Gösterilen metin:
§

Cennetten yeryüzüne indirilen insan, “örtünme” ihtiyacı içindedir. Bu, bazen iklimin insanı mecbur kılması sebebiyledir, bazen utanma, bazen de güzelliklerini gösterme veya daha güzel görünme sebebiyle… Bir çöl ikliminde, yüze göze gelen kum tanelerinden veya güneşin kavuran sıcaklığından korunmak için örtünme nasıl gerekli ise, kutuplarda yaşayan bir insanın öldürücü soğuklardan muhafaza olmak için giyinmesi de o kadar hayâtîdir. Ancak ılıman iklimlerde giyinme biraz daha aksesuar kabilinden kalmaktadır. Örf, gelenek, kültür, alışkanlıklar ve insanların içindeki duygu, düşünce ve meyiller, giyinmenin tarzını ortaya koymaktadır.
Yapılan arkeolojik kazılar göstermektedir ki, binlerce yıldır insanların giyinmesinde, kılık-kıyafet ve süslerinde çok büyük değişiklikler yoktur. En ilkel toplumlardan en modern çağlara kadar zaman, mekân ve kültürden kültüre sadece malzeme, işçilik ve göz zevki değişmektedir. Öz, hepsinde aynıdır. Meselâ dökülen saçların yerine benzeri saçlar koymak, saçı uzatmak için eklemeler yapmak, saçı boyamak, vücudu beslemek için bitkilerden veya diğer maddelerden istifade etmek; asırlardır devam eden temel alışkanlıklarımızdandır.
İslâm’ın gönderildiği çağı esas alırsak, pek çok kervan yolculuğu sebebiyle kültürlerin ve insanların kaynaşma noktalarından birisi olan Arap Yarımadası, İslâm’ın vasıflandırdığı şekliyle, câhiliyeyi yaşarken insanlığın bu ortak mirasından payını almıştı.
Saç ve vücut temizliğinde, sidr ve mersin ağacından, güzel kokuda kâfur ağacından, safran, karanfil reyhan vb. bitkilerden istifade eden araplar, vücudu kına gibi renkli boyalarla ya da dövme yaptırarak süslüyorlardı. Aynı şekilde çeşitli tabiî boyalarla elbiselerine renk veriyor, değişik kıymetli taşlardan kolye, halhal, bilezik, yüzük ve benzeri takılar üretiyorlardı. Aynı şekilde altın, gümüş, bakır ve camdan takı ve süs eşyaları imal ediyorlardı. Kadınlar, giydikleri kıyafetlerle bazen üstlerini örtmeyi, bazen de aksine teşhir etmeyi hedefliyorlardı. Bilhassa kadınlar, insanın aklını başından alacak kokular sürüyor, kalabalıklar içine girerek bütün dikkatleri üstlerine topluyorlardı. Kaşlarını alıyor, dişlerini güzellik için törpülüyor, yüzlerinde türlü değişiklikler yaparak güzellik peşinde koşuyorlardı. Aynı şekilde saçlarını değişik tarzlarda kestirmek, uzatmak, boyamak, çeşitli malzemeler ekleyip süslemek tarzında farklı farklı metotlarla güzelliklerini göstermek, insanları kendisine hayran bırakmak istiyorlardı.

§

Malzeme:
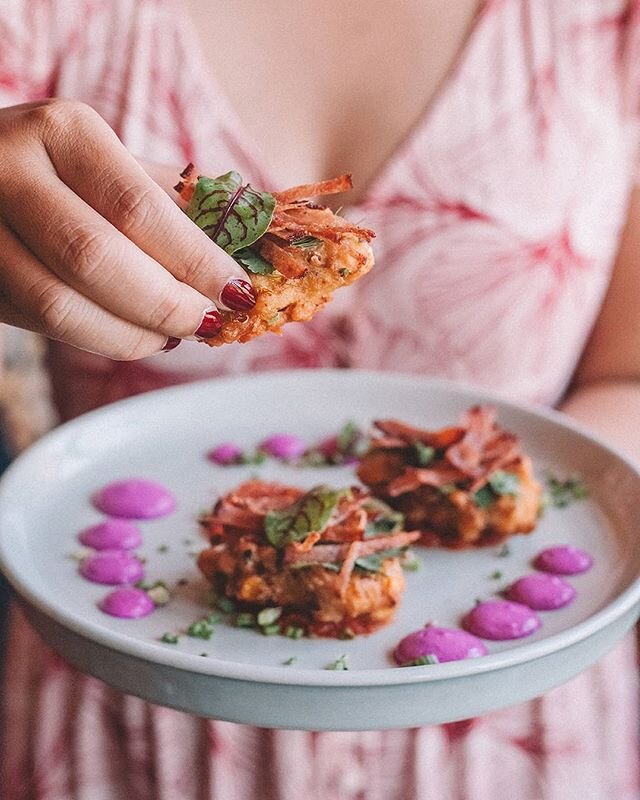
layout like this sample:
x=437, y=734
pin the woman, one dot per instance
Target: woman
x=494, y=146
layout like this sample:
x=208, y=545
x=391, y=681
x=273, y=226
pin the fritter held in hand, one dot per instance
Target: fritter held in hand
x=297, y=253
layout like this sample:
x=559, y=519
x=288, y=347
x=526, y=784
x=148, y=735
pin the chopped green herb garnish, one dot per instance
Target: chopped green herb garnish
x=253, y=262
x=267, y=616
x=270, y=630
x=245, y=620
x=504, y=482
x=201, y=629
x=159, y=593
x=313, y=458
x=391, y=522
x=306, y=241
x=560, y=494
x=226, y=605
x=422, y=661
x=424, y=454
x=339, y=664
x=347, y=436
x=259, y=457
x=410, y=562
x=484, y=497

§

Görevler:
1 – Giyinme ve süslenme üzerine olan metnin "Yapılan arkeolojik kazılar" ifadesinden "mirasından payını almıştı." ifadesine kadarki kısmını, "kervan" ifadesini "ticaret" ile değiştirerek yeniden yazın.
2 – Kayıtlarda "Target" dizesini içeren satırları sayıp yalnızca sayıyı yazın. Büyük-küçük harf ayrımı dikkate alınır.

Çözüm listesi:
1 –
Yapılan arkeolojik kazılar göstermektedir ki, binlerce yıldır insanların giyinmesinde, kılık-kıyafet ve süslerinde çok büyük değişiklikler yoktur. En ilkel toplumlardan en modern çağlara kadar zaman, mekân ve kültürden kültüre sadece malzeme, işçilik ve göz zevki değişmektedir. Öz, hepsinde aynıdır. Meselâ dökülen saçların yerine benzeri saçlar koymak, saçı uzatmak için eklemeler yapmak, saçı boyamak, vücudu beslemek için bitkilerden veya diğer maddelerden istifade etmek; asırlardır devam eden temel alışkanlıklarımızdandır.
İslâm’ın gönderildiği çağı esas alırsak, pek çok ticaret yolculuğu sebebiyle kültürlerin ve insanların kaynaşma noktalarından birisi olan Arap Yarımadası, İslâm’ın vasıflandırdığı şekliyle, câhiliyeyi yaşarken insanlığın bu ortak mirasından payını almıştı.

2 – 3